Return all the lines below, exactly as they read.

Excerpted records Start Marker

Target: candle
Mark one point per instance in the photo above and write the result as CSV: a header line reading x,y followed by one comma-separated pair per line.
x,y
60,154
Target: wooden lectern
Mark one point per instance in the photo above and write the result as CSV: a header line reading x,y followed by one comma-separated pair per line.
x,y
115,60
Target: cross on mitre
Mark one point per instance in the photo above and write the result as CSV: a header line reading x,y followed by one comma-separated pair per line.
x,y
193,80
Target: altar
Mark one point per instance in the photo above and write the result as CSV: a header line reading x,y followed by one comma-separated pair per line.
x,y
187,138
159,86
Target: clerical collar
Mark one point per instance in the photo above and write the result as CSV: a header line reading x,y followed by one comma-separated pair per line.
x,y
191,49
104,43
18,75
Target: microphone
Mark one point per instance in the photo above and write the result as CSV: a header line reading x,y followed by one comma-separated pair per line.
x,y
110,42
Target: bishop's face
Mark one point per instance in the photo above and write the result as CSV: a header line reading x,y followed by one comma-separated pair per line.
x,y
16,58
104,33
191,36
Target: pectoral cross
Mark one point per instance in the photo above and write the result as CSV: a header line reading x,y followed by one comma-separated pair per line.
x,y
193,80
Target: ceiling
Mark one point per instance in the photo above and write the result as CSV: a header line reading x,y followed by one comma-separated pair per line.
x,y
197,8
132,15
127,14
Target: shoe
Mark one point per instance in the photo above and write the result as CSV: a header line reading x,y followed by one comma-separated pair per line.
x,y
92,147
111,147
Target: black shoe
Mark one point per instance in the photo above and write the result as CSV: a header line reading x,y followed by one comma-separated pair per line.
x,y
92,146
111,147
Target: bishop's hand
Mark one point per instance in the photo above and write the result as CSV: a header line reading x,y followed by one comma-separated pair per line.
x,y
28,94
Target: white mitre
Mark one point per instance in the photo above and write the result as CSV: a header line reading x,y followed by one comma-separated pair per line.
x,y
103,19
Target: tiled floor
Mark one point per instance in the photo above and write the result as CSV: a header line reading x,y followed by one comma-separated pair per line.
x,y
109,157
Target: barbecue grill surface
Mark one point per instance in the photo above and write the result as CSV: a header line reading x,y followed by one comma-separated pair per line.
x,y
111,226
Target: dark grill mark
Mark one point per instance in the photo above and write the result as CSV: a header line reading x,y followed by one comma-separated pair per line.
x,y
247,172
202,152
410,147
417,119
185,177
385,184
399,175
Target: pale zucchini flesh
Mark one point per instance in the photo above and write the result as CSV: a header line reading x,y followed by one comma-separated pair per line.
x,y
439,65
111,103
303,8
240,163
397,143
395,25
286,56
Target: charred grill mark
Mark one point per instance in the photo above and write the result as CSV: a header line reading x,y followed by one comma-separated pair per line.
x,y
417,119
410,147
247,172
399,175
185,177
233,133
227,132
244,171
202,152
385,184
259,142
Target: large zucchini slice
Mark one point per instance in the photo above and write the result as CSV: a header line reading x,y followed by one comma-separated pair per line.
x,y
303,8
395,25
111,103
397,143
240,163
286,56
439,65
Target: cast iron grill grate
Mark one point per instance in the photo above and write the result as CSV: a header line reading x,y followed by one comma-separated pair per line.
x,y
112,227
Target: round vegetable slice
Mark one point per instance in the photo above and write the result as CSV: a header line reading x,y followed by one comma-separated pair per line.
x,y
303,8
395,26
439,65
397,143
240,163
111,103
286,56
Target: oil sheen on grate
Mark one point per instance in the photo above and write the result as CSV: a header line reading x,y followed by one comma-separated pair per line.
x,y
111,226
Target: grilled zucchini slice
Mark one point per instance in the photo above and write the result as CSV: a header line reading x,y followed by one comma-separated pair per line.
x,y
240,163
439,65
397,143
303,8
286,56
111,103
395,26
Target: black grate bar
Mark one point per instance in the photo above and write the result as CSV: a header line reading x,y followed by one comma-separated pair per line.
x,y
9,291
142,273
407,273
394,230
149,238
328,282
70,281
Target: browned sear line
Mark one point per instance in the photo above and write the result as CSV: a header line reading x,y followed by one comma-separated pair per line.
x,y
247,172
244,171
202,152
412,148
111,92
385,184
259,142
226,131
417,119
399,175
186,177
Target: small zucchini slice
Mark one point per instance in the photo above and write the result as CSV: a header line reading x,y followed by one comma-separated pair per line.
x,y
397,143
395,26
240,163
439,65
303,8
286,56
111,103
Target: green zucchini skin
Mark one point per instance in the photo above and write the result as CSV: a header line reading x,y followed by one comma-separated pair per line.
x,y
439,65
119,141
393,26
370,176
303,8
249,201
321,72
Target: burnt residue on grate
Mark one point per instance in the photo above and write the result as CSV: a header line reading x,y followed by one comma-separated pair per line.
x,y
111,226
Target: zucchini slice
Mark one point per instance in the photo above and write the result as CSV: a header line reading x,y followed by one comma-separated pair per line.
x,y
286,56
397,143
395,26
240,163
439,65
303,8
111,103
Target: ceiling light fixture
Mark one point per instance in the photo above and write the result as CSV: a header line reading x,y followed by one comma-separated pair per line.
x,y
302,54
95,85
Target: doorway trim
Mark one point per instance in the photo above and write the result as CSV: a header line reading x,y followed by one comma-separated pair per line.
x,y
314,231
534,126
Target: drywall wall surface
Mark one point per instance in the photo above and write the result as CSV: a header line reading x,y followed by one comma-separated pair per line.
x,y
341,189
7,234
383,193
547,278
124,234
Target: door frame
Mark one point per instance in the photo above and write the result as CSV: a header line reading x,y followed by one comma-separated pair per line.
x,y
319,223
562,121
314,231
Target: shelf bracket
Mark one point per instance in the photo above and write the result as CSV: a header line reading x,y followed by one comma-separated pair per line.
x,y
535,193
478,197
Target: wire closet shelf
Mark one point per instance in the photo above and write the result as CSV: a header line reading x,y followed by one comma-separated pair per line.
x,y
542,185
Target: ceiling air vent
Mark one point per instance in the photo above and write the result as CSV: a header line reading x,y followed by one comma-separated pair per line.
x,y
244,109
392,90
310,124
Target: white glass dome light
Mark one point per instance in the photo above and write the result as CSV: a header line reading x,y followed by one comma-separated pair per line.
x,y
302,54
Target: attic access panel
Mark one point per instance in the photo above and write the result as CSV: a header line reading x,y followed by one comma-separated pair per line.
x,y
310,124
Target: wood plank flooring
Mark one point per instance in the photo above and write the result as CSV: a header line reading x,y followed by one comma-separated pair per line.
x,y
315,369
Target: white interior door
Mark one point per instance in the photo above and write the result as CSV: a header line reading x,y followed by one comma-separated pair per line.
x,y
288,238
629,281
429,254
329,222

Excerpted records End Marker

**Answer to this problem**
Target: candle
Mark one point per instance in the photo above and write the result as CSV: a header line reading x,y followed by one comma-separated pair per line.
x,y
60,154
Target: wooden lectern
Mark one point per instance in the photo above and write the result as CSV: a header line reading x,y followed by one comma-separated pair per line.
x,y
115,60
Target: cross on mitre
Mark one point per instance in the photo above and write the result as CSV: a header line reading x,y followed by one comma-separated pair per line.
x,y
193,80
Target: altar
Mark one point per instance in the photo above and write the result as CSV: a header line reading x,y followed by one comma-separated pair per line.
x,y
187,138
159,86
Target: clerical collar
Mark one point per instance in the photo above and write the result as CSV: a header line reading x,y followed by one comma-separated pair per line.
x,y
191,49
104,43
18,75
Target: microphone
Mark one point per instance in the photo above and write the result as CSV: a header line reading x,y followed by one comma-separated pair per line.
x,y
110,42
Target: bishop's face
Mark one point per instance in the photo above and write the result as CSV: a header line reading x,y followed by one comma-separated pair per line.
x,y
16,58
104,33
191,36
Target: pectoral cross
Mark one point per instance in the photo above and write the result as CSV: a header line reading x,y followed by one comma-separated pair per line.
x,y
193,80
Target: ceiling
Mark one point per instance in the photo above and write the result as CSV: a header line reading x,y followed by one comma-separated pair per line.
x,y
197,8
132,15
127,14
Target: shoe
Mark one point per instance in the photo above and write the result as CSV: a header line reading x,y followed by one comma-separated pair per line.
x,y
92,147
111,147
Target: black shoe
Mark one point per instance in the photo above and write the result as CSV: a header line reading x,y followed by one comma-separated pair per line.
x,y
92,146
111,147
Target: bishop's hand
Mark one point per instance in the photo above and write the result as CSV: a header line reading x,y followed by one comma-separated pair per line.
x,y
28,94
Target: white mitre
Mark one point per instance in the photo above and write the result as CSV: a header line reading x,y followed by one comma-separated pair per line.
x,y
103,19
Target: tiled floor
Mark one point per instance in the photo above and write the result as CSV: a header line reading x,y followed by one comma-separated pair per line.
x,y
109,157
Target: barbecue grill surface
Mark one point per instance in the photo above and write the result as CSV: a header line reading x,y followed by one comma-separated pair per line.
x,y
111,226
Target: dark grill mark
Mark one point per instance in the photo above and write the result as CSV: a header line reading x,y followed by one comma-separated pair per line.
x,y
247,172
202,152
410,147
417,119
185,177
385,184
399,175
Target: pale zucchini flesh
Mark one point per instance in the photo above and write the result as CSV: a header line reading x,y followed by one comma-separated pair per line.
x,y
439,65
111,103
303,8
240,163
397,143
395,25
286,56
Target: charred grill mark
Mark one point per instance in the photo above and write the result as CSV: a header line reading x,y followed by one comma-separated pair per line.
x,y
417,119
410,147
247,172
399,175
185,177
233,133
227,132
244,171
202,152
385,184
259,142
Target: large zucchini slice
Mark one point per instance in the photo above and write the result as CSV: a header line reading x,y followed by one comma-separated pair per line.
x,y
303,8
395,25
111,103
397,143
240,163
286,56
439,65
Target: cast iron grill grate
Mark one point per instance in the photo above and write the result as CSV: a header line reading x,y followed by one comma-separated pair per line.
x,y
112,227
Target: round vegetable slice
Mark one point per instance in the photo above and write the result as CSV: a header line reading x,y followed by one comma-separated pair per line.
x,y
303,8
395,26
439,65
397,143
240,163
111,103
286,56
Target: oil sheen on grate
Mark one point per instance in the photo above and write the result as CSV: a header line reading x,y followed by one comma-separated pair per line.
x,y
111,226
Target: grilled zucchini slice
Mark one point per instance in the photo above and write the result as CSV: a header line reading x,y followed by one comma-separated pair per line.
x,y
240,163
439,65
397,143
303,8
286,56
111,103
395,26
Target: black grate bar
Mark one point per instance in the photo above and write the result as CSV: a header line reading x,y followed by one comma-separated pair per line.
x,y
9,291
142,273
407,273
394,230
149,238
328,282
70,281
Target: browned sear line
Mark one point per instance in the photo above and write the result as CSV: a header line reading x,y followed by one comma-separated pair per line.
x,y
247,172
244,171
202,152
412,148
111,92
385,184
259,142
226,131
417,119
399,175
186,177
Target: small zucchini slice
Mark one point per instance in the photo above and write the result as CSV: a header line reading x,y followed by one comma-separated pair per line.
x,y
397,143
395,26
240,163
439,65
303,8
286,56
111,103
Target: green zucchini skin
Mark one point per instance in the photo above and write the result as CSV: a header line reading x,y followed by one comma-separated pair per line.
x,y
439,65
119,141
393,26
370,176
303,8
249,201
321,72
Target: burnt residue on grate
Mark one point per instance in the photo above and write the result as CSV: a header line reading x,y followed by one comma-separated pair per line.
x,y
111,226
Target: zucchini slice
Mark one point per instance in the photo above and write the result as CSV: a header line reading x,y followed by one comma-separated pair per line.
x,y
286,56
397,143
395,26
240,163
439,65
303,8
111,103
Target: ceiling light fixture
Mark one point per instance in the photo above and write the result as CSV: a header line reading x,y followed by one comma-separated pair per line.
x,y
302,54
95,85
Target: doorway trim
Mark one point per instance in the photo above and write the result as CSV: a header line reading x,y followed by one comma-separated pair per line.
x,y
314,231
534,126
Target: drywall wall surface
Mark one point per instance in the photo above and write the result as CSV: a header line reading x,y followed by one comma-separated pair per line.
x,y
341,189
7,234
383,193
547,278
124,234
Target: door frame
Mark one point per instance in the photo above and write the result as CSV: a header line reading x,y followed by one comma-separated pair per line.
x,y
319,223
562,121
314,231
Target: shelf bracket
Mark one point per instance in the photo above and write the result as CSV: a header line reading x,y followed by one comma-separated pair per line.
x,y
535,193
478,197
Target: wire closet shelf
Mark one point per instance in the photo above and write the result as CSV: a header line reading x,y followed by one comma-separated pair per line.
x,y
542,185
Target: ceiling air vent
Mark one point per instance in the photo above and write the result as CSV: a header line reading x,y followed by one comma-separated pair per line.
x,y
244,109
392,90
310,124
Target: white glass dome light
Mark one point per instance in the photo above and write the result as CSV: a header line reading x,y followed by one comma-separated pair per line.
x,y
302,54
Target: attic access panel
Mark one point per instance in the photo above and write the result as CSV: a header line reading x,y followed by one comma-separated pair per line.
x,y
310,124
Target: wood plank flooring
Mark one point per instance in the photo above and write the result as CSV: a header line reading x,y followed by one comma-separated pair per line.
x,y
315,369
Target: white interior door
Mark one point per instance in the photo above and write the result as CSV: a header line reading x,y followed by one comma-separated pair per line.
x,y
288,238
629,281
429,254
329,222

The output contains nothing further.